**WHAT TO WORK ON**
Collect all lines below with the string "flower".

**SUPPLIED INFORMATION**
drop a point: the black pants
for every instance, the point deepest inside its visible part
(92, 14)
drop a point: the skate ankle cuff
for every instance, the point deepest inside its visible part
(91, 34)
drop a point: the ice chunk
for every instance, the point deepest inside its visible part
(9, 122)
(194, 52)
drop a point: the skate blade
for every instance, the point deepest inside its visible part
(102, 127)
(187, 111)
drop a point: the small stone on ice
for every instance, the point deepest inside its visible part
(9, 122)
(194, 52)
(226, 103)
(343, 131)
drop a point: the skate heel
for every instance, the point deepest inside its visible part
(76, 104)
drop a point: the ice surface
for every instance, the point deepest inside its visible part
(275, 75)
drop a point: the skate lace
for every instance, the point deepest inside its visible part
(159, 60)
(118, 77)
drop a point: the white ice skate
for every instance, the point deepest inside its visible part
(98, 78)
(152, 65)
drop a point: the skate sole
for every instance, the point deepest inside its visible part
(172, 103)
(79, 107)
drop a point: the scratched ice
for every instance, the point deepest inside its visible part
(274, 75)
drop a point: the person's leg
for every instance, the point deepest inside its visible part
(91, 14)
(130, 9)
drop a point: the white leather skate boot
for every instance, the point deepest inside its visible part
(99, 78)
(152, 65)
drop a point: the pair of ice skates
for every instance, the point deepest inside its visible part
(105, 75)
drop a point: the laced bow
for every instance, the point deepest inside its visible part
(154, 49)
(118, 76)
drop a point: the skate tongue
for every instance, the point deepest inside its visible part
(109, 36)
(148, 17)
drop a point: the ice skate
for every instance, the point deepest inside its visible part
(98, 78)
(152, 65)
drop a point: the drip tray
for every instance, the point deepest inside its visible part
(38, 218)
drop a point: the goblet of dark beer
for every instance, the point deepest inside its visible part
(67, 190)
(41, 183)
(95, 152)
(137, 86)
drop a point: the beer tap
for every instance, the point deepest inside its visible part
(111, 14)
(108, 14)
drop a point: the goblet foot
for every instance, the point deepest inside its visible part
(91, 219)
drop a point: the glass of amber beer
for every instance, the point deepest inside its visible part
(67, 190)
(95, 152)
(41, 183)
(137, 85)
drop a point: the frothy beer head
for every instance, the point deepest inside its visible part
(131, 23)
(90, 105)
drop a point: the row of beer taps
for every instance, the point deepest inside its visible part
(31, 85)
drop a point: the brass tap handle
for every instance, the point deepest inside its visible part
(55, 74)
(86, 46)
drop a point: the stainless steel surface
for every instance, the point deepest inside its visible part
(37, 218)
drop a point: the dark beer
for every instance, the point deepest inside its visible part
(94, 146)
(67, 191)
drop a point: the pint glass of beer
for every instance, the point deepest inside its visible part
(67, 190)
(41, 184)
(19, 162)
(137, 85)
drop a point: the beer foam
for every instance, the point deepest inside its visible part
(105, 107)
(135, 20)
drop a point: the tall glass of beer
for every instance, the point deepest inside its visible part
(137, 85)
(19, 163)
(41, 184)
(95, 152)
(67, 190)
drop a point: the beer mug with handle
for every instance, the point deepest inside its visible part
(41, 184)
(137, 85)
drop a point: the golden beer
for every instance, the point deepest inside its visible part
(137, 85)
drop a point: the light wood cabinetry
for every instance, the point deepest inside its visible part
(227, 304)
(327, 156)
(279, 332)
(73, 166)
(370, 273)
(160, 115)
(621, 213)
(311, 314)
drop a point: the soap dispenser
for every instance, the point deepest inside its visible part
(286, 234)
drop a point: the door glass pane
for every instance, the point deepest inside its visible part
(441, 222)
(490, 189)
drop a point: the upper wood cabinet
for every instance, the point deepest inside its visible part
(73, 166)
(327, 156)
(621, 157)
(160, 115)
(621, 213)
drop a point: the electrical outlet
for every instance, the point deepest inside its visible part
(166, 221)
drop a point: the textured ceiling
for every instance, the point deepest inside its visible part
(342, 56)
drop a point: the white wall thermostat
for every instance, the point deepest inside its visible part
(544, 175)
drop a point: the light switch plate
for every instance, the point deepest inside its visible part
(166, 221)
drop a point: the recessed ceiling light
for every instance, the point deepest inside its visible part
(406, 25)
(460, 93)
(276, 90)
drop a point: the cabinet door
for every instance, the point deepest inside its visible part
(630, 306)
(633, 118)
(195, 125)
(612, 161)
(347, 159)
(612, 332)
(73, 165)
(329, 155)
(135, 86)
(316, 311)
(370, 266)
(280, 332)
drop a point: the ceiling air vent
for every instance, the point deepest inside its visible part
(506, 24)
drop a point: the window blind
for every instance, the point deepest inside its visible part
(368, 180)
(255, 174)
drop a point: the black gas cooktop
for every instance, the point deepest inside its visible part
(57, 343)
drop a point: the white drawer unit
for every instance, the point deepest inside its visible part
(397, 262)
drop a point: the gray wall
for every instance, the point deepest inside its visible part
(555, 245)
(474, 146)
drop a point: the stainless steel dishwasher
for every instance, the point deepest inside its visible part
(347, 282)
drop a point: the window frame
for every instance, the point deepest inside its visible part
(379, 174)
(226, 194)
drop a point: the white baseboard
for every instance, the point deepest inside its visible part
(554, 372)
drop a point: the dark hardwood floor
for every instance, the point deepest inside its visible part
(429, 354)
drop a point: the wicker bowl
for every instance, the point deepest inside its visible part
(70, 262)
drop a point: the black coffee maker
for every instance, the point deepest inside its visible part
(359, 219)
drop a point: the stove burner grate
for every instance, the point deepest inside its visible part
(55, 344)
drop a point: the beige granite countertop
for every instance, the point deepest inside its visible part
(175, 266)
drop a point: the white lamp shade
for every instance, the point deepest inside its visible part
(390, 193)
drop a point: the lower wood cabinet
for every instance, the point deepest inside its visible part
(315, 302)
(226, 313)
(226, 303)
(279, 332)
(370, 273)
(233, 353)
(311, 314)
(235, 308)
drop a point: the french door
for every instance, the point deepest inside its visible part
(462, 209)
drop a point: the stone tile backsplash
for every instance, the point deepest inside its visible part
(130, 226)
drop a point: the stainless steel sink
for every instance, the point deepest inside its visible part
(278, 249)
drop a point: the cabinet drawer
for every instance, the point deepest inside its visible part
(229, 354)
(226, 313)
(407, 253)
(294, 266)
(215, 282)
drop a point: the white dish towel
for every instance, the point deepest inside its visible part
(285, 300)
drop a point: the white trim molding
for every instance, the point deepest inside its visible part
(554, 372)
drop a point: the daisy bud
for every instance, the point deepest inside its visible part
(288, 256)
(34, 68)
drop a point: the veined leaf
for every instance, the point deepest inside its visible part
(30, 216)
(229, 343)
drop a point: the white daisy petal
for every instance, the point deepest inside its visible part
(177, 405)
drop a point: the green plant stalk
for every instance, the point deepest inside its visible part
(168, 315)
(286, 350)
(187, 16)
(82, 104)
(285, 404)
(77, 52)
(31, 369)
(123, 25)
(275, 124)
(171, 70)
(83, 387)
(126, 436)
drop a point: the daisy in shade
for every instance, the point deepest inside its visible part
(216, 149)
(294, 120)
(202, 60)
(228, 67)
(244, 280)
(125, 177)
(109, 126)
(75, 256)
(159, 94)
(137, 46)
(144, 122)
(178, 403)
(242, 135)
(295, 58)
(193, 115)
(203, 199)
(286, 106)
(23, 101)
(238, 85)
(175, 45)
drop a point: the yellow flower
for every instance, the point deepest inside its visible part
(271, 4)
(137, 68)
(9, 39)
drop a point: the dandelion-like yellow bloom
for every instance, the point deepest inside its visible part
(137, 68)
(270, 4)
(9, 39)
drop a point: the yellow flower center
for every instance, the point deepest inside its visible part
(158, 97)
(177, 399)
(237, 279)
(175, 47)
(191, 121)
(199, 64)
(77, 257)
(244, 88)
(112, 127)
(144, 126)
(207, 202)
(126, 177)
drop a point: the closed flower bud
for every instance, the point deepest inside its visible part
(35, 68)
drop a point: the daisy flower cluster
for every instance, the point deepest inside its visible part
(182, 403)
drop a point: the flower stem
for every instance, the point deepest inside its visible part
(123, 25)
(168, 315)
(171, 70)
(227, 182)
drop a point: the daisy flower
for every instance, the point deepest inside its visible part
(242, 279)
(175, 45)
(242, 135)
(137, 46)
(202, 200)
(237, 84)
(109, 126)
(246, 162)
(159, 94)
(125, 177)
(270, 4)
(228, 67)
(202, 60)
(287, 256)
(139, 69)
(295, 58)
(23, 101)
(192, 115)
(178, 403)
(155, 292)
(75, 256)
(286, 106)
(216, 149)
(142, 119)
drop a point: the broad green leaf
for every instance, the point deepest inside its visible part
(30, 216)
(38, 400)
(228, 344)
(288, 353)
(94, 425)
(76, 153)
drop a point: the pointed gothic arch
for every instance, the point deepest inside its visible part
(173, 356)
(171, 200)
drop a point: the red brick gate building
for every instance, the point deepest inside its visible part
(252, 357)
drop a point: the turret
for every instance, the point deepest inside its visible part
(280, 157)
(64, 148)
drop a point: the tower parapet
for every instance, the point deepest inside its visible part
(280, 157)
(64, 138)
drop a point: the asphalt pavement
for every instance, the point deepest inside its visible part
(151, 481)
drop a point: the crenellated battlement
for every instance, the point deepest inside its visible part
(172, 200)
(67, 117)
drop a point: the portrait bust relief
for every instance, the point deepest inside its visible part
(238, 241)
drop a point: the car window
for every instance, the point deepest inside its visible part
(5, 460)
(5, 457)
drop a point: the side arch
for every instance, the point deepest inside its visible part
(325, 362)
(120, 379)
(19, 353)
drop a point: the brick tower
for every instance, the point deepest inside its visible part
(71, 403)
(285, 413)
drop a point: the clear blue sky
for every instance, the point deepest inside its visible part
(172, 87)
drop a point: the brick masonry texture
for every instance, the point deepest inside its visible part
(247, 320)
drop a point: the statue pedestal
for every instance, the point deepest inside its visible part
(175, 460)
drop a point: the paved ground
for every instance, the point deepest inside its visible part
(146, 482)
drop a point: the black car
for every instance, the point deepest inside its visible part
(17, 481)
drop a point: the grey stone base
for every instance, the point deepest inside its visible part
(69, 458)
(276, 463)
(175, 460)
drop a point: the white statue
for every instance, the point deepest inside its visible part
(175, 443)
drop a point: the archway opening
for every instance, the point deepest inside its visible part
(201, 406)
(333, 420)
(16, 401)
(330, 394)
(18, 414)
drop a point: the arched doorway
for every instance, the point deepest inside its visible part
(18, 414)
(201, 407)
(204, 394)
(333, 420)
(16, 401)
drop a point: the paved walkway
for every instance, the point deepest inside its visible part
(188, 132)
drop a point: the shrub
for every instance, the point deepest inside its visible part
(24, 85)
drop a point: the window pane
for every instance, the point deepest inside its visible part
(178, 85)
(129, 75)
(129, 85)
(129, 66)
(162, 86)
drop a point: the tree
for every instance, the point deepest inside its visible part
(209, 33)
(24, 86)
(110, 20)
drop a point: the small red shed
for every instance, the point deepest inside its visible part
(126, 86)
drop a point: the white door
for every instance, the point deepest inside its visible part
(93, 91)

**WRITTEN REPLY**
drop a point: the yellow flower
drop a point: the yellow flower center
drop a point: the closed flower bud
drop a point: the daisy flower cluster
drop a point: the flower stem
drop a point: the daisy flower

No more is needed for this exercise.